BACAAN UNTUK DITELAAH >>
───

Bisnis.com, JAKARTA - Peredaran obat substandar dan palsu menjadi risiko serius bagi banyak negara.
Dengan semakin meningkatnya aktivitas perdagangan online, permasalahan ini semakin kompleks dan sulit untuk diatasi.
Regional Advisor World Health Organisation South-East Asia Regional Office (SEARO) Adrien Inoubli mengatakan BPOM telah melakukan langkah-langkah cepat, responsif, efektif, dan transparan.
Salah satunya, soal isu sirup obat dengan kandungan cemaran Etilen Glikol (EG)/Dietilen Glikol (DEG) melebihi ambang batas.
“Dalam hal ini, BPOM Indonesia dapat menjadi salah satu contoh bagi negara lain. Tentu, pengalaman ini harus dibagikan kepada regulator di negara lain", jelasnya, Selasa (2/5/2023).
Dia menuturkan masalah obat substandar dan palsu merupakan masalah global yang melanda banyak negara, termasuk Marshall Islands dan Micronesia.

───

BAHAN YANG DISEDIAKAN >>
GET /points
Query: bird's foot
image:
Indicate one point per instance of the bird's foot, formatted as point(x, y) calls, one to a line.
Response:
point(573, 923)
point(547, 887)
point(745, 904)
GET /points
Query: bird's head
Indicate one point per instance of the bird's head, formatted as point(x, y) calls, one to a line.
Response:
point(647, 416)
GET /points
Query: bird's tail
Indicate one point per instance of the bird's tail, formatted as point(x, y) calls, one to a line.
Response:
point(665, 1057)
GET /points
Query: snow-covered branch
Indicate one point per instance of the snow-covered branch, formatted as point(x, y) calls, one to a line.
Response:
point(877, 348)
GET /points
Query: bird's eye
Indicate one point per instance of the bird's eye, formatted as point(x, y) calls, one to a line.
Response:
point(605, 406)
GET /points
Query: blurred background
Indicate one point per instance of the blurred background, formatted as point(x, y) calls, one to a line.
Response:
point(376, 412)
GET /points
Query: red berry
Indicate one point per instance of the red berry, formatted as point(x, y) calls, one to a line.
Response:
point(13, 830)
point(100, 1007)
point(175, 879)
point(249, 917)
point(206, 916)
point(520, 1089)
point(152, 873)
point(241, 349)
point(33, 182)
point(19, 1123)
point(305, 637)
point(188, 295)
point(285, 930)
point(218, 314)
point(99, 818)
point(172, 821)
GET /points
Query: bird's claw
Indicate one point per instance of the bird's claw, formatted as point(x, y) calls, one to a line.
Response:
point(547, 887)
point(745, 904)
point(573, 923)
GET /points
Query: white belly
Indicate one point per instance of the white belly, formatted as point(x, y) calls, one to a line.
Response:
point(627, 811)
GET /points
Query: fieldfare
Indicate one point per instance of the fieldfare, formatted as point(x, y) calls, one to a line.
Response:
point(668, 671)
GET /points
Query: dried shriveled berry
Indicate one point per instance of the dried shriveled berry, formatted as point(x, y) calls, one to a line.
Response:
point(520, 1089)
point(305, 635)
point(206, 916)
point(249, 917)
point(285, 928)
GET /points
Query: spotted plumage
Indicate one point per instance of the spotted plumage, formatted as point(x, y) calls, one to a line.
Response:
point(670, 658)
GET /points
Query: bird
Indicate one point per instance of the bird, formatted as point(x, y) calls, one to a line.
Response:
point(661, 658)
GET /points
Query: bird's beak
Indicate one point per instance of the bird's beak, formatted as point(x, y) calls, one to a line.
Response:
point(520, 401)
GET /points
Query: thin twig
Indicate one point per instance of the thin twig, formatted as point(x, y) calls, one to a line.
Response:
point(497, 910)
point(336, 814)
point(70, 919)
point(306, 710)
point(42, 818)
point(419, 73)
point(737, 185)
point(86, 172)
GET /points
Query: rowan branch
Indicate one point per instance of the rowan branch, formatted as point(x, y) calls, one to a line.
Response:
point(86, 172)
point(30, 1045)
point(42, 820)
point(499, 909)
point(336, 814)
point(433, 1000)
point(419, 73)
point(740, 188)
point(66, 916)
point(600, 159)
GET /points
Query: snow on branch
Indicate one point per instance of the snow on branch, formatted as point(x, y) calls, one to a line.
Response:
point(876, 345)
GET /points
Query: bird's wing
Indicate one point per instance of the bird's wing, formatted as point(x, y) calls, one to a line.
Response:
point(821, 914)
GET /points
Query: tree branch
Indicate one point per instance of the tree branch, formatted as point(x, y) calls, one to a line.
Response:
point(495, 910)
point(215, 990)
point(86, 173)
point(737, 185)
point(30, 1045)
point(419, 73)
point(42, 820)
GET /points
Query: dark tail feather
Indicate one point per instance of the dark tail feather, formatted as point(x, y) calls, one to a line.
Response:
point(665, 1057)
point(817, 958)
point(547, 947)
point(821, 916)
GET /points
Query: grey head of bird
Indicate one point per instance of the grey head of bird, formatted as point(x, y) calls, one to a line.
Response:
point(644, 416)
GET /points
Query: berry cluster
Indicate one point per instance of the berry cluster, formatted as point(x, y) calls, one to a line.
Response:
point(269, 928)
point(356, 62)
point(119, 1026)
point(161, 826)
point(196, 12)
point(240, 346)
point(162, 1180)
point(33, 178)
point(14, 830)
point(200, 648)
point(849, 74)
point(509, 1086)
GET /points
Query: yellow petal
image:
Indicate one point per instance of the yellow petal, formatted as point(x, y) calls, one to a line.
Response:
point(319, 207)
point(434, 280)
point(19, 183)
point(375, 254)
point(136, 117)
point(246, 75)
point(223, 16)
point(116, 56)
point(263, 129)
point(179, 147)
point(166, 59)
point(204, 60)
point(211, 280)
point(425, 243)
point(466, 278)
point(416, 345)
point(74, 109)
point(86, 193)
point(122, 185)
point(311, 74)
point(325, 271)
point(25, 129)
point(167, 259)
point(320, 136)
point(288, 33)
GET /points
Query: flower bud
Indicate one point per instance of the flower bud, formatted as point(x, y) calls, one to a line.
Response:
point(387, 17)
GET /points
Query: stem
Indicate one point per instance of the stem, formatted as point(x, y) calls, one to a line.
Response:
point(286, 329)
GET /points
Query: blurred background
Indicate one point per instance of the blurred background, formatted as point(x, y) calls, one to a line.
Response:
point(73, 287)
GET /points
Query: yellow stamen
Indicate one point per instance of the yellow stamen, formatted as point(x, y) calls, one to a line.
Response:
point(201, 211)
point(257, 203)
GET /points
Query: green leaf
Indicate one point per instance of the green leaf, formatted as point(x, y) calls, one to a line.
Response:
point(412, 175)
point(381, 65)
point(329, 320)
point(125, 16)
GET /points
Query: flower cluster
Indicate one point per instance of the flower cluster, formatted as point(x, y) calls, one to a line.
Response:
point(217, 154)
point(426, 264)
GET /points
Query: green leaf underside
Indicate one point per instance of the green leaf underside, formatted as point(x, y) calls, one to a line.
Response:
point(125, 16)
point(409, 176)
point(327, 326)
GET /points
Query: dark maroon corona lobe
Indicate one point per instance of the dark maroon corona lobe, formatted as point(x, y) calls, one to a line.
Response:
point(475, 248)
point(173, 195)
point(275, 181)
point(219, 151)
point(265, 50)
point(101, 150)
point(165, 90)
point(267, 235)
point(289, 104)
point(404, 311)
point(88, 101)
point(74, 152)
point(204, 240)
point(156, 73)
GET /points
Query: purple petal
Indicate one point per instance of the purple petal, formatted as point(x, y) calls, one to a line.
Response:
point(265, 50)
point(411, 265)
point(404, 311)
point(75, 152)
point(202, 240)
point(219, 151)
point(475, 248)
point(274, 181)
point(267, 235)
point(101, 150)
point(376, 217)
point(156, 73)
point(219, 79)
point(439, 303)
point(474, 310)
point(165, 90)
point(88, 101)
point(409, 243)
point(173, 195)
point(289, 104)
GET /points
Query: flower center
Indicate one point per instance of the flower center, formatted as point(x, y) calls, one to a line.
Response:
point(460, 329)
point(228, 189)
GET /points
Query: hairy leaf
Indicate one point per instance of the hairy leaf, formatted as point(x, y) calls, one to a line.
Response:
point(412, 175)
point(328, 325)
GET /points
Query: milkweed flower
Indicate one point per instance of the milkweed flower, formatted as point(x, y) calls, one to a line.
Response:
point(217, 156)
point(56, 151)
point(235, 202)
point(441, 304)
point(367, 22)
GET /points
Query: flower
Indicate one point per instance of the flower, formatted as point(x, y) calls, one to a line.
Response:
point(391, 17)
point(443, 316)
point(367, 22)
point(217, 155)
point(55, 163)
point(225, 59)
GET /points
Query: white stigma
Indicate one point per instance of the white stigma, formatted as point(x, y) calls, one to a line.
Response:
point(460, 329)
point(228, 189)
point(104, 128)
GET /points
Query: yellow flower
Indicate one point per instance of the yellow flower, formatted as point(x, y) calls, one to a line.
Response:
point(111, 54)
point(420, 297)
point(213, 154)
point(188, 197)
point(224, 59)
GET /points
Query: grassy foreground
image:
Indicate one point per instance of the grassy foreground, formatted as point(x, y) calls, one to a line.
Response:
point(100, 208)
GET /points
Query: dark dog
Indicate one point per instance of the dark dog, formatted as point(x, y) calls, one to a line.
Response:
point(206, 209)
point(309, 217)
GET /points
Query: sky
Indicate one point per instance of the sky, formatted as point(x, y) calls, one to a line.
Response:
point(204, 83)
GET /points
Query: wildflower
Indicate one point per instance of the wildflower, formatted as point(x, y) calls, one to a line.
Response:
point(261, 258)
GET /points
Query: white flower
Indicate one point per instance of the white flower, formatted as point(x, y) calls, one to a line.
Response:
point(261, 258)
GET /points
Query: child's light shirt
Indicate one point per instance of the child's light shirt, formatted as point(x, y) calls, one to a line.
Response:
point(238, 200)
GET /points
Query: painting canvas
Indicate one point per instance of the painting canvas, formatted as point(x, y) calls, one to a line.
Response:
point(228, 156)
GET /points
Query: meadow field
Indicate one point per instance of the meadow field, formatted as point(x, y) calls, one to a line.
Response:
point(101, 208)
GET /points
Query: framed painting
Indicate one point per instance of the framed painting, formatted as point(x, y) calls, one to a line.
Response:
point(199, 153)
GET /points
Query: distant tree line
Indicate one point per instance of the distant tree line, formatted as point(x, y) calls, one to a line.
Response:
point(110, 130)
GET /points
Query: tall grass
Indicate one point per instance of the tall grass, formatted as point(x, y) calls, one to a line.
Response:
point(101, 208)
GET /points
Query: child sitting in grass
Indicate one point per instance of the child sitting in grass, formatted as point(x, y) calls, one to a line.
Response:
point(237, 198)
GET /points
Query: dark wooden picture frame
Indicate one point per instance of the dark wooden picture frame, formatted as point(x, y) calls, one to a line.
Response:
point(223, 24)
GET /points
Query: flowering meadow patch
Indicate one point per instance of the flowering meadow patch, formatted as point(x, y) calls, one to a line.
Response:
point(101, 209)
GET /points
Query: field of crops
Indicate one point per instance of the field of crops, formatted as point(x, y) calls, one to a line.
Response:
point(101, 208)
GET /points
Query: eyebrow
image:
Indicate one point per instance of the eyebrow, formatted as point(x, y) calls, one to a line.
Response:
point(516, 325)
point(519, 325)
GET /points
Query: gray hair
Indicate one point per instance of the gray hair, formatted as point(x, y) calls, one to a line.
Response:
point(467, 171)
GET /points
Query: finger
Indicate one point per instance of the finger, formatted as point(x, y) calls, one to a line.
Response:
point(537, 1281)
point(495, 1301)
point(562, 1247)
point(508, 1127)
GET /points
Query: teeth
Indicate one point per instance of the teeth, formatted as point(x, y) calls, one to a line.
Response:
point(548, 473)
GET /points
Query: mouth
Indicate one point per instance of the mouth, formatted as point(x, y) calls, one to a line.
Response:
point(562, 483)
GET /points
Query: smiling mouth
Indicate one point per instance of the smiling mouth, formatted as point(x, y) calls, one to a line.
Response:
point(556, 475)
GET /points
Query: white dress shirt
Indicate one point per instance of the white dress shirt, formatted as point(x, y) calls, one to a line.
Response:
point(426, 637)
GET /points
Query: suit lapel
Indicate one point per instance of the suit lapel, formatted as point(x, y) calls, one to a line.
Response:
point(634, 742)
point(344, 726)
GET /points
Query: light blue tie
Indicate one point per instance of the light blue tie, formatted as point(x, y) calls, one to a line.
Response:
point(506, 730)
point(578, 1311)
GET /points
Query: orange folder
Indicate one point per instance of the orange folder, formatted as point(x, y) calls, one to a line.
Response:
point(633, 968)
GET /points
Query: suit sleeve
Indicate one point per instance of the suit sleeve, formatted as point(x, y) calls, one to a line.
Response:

───

TUGAS YANG DIKERJAKAN >>
A – Dalam berita tentang obat substandar dan palsu, negara mana saja yang disebut ikut dilanda masalah tersebut?
B – Teruskan berita tentang obat substandar dan palsu itu, mulai setelah kalimat terakhirnya.

KUMPULAN JAWABAN >>
A – Marshall Islands dan Micronesia.

B –
Fenomena ini memang memerlukan tindakan yang serius dan komprehensif dari regulator dan otoritas terkait di seluruh dunia.
Perbaikan dan pencegahan yang dilakukan oleh Badan Pengawas Obat dan Makanan (BPOM) Indonesia sangat penting dalam memperkuat sistem jaminan keamanan dan mutu obat di Indonesia.
Namun, tidak hanya Indonesia yang memerlukan perbaikan dan pencegahan, tetapi juga negara lain di seluruh dunia.
Negara-negara di seluruh dunia juga dapat bekerja sama dalam hal pengawasan dan penindakan terhadap obat substandar dan palsu yang masuk ke negara masing-masing, mulai dari penguatan sistem regulator, kampanye mengenai bahaya obat substandar dan palsu serta bagaimana cara menghindarinya.
Selain itu, perlu adanya tindakan yang lebih tegas dan ketat dari regulator dalam melakukan pengawasan dan pengendalian atas produksi, distribusi, dan penjualan obat.
Menurut WHO, kolaborasi antar-negara dapat memperkuat sistem regulator dan meminimalkan risiko terjadinya kasus obat substandar dan palsu di masa depan.
Sementara itu, Kepala BPOM Penny K. Lukito mengatakan kejadian ditemukannya obat terkontaminasi beberapa waktu lalu, menjadi momentum bagi BPOM untuk melakukan tindakan perbaikan dan pencegahan secara komprehensif.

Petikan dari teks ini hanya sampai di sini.